> **Petikan Artikel**:
# # #
Selamat datang di website E-PAPER PERPUSTAKAAN DPRRI.

Koleksi Perpustakaan DPR RI

Judul Topang Kebutuhan Energi Masa Depan, PLTS Atap Dipacu
Tanggal 02 Maret 2023
Surat Kabar Kompas
Halaman -
Kata Kunci
AKD - Komisi VII
Isi Artikel

Pesatnya pemanfaatan PLTS menjadi peluang bisnis yang dapat terus berkembang. Hal tersebut antara lain terlihat dalam penyelenggaraan Solartech Indonesia 2023, di JIExpo, Jakarta, 2-4 Maret 2023.

Oleh
ADITYA PUTRA PERDANA

JAKARTA, KOMPAS — Pengembangan pembangkit listrik tenaga surya atau PLTS atap dimasifkan karena jenis energi terbarukan itu diyakini dapat memenuhi kebutuhan energi di masa mendatang. Di sisi lain, kondisi kelebihan pasokan listrik atau oversupply di Pulau Jawa juga menjadi tantangan karena ruang akselerasi PLTS atap masih terbatas.

Staf Khusus Menteri Energi dan Sumber Daya Mineral (ESDM) Bidang Percepatan Pengembangan Industri Sektor ESDM, Agus Tjahajana, dalam Solartech Indonesia, di JIExpo, Jakarta, Kamis (2/3/2023), mengatakan, International Energy Agency (IEA) dan International Renewable Energy Agency (Irena) telah memprediksi bahwa tenaga surya kelak akan dominan.

Hal itu didukung data bahwa saat ini Indonesia memilki potensi energi terbarukan sekitar 3.600 gigawatt (GW). ”Sebesar 89 persen di antaranya adalah dari tenaga surya. Sesuai dengan peta jalan transisi energi Indonesia, tenaga surya memainkan peran penting,” kata Agus.

Tak dimungkiri, salah satu kendala dari pembangkit listrik tenaga surya ialah intermitensi atau tidak selalu dapat diandalkan karena bergantung pada pencahayaan matahari. Oleh karena itu, sejumlah teknologi pendukung energi terbarukan juga terus diupayakan dikembangkan, salah satunya adalah teknologi penyimpanan energi dalam baterai.

”Di samping finansial, teknologi adalah enabler (pemecah masalah) penting dalam transisi energi,” ucap Agus.
# # #
> **Cuplikan Data**:
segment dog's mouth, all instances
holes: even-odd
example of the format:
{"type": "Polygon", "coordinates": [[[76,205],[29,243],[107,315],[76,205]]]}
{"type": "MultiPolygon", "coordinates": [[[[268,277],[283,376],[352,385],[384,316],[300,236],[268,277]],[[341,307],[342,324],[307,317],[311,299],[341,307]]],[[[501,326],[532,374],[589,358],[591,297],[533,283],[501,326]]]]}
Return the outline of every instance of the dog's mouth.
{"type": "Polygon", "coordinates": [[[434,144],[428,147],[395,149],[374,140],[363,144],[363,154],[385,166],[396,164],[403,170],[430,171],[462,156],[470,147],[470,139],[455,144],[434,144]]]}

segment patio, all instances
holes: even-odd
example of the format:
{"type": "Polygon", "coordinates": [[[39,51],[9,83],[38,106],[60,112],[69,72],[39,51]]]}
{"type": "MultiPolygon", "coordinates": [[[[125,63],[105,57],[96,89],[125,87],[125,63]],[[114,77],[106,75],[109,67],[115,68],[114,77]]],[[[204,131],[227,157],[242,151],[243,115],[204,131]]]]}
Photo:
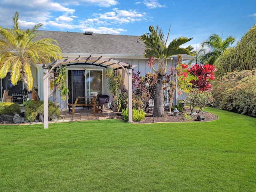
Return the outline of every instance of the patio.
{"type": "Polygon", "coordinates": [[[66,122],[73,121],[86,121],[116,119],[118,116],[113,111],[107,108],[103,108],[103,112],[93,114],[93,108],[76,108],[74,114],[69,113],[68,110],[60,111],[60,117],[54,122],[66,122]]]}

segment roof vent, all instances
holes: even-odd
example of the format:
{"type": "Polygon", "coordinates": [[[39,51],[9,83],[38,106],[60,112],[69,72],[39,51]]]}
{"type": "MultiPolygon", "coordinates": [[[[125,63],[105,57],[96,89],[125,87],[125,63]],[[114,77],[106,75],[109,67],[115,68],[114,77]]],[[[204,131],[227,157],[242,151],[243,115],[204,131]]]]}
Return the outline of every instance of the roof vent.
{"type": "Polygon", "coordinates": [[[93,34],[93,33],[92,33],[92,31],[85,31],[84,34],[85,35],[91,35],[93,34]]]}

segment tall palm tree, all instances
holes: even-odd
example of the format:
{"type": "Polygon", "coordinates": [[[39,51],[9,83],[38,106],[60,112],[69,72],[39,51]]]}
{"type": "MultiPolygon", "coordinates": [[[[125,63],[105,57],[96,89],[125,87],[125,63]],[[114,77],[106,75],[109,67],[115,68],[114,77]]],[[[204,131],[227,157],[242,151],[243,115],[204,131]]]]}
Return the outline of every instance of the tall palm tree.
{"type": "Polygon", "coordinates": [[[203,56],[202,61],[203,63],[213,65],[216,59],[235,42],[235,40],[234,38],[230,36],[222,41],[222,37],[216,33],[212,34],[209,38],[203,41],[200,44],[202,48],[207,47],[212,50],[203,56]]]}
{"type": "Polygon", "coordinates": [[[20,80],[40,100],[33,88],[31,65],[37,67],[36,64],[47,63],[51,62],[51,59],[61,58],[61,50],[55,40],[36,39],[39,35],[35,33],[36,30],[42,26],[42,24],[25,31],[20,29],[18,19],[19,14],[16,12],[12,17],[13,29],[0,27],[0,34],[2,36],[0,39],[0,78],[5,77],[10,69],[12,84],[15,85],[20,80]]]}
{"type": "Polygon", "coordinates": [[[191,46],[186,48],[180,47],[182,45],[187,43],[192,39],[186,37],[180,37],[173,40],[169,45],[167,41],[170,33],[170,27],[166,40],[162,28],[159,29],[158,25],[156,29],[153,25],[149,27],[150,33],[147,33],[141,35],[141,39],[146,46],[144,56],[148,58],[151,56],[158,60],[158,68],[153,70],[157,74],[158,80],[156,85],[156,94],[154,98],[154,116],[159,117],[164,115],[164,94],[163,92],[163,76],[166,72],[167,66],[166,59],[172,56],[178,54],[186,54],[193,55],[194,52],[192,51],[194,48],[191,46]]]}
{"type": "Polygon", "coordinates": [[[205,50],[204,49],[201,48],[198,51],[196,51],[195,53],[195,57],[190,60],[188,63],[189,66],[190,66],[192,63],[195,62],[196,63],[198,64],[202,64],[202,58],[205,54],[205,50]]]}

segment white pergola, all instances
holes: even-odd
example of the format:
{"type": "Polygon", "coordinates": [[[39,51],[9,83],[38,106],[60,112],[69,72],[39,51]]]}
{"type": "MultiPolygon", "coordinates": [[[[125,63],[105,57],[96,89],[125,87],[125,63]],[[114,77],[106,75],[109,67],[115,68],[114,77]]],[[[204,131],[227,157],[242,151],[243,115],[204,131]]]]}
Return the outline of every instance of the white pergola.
# # #
> **Arahan Tugas 1**:
Menurut artikel tentang PLTS atap, berapa persen potensi energi terbarukan Indonesia yang berasal dari tenaga surya?
> **Arahan Tugas 2**:
Lanjutkan artikel tentang PLTS atap, dimulai sesudah kalimat terakhirnya.
Baris-baris data tidak berhubungan dengan artikel.

> **Hasil Tugas 1**:
89 persen.

> **Hasil Tugas 2**:
Baca juga: Pemasangan Panel Surya Atap Masih Terkendala

Menurut data Direktorat Jenderal Energi Baru, Terbarukan, dan Konservasi Energi (EBTKE) Kementerian ESDM, dalam lima tahun terakhir, penambahan kapasitas pembangkit energi terbarukan ialah sebesar 2.734 megawatt (MW), dengan kenaikan rata-rata sekitar 5 persen per tahun. Adapun realisasi tenaga surya pada 2022 adalah 271,6 MW dan ditargetkan meningkat menjadi 432,6 MW pada 2023.

Adapun implementasi PLTS atap hingga akhir 2022 mencapai 6.522 pelanggan dengan kapasitas terpasang 80,45 MW peak (MWp). Sementara pembangunan infrastruktur PLTS atap pada 2022 adalah 148 unit dengan kapasitas 2,8 MWp.

Ketua Asosiasi Pabrikan Modul Surya Indonesia (Apamsi) Linus Andor Mulana Sijabat menambahkan, dalam 5-10 tahun ke depan, sebanyak 20 persen kelistrikan diperkirakan bakal dipasok oleh PLTS. Dengan potensi yang ada, ia pun berharap PTLS dikembangkan dengan lebih serius dan konsisten sehingga peluang yang ada tak terlewatkan begitu saja.

 

Peluang bisnis

Tumbuhnya PLTS juga menjadi peluang bisnis yang dapat terus berkembang. Hal tersebut antara lain terlihat dalam penyelenggaraan Solartech Indonesia 2023, di JIExpo, Jakarta, 2-4 Maret 2023. Total terdapat 431 peserta pameran dari 20 negara, dengan target pengunjung sebanyak 20.000 orang.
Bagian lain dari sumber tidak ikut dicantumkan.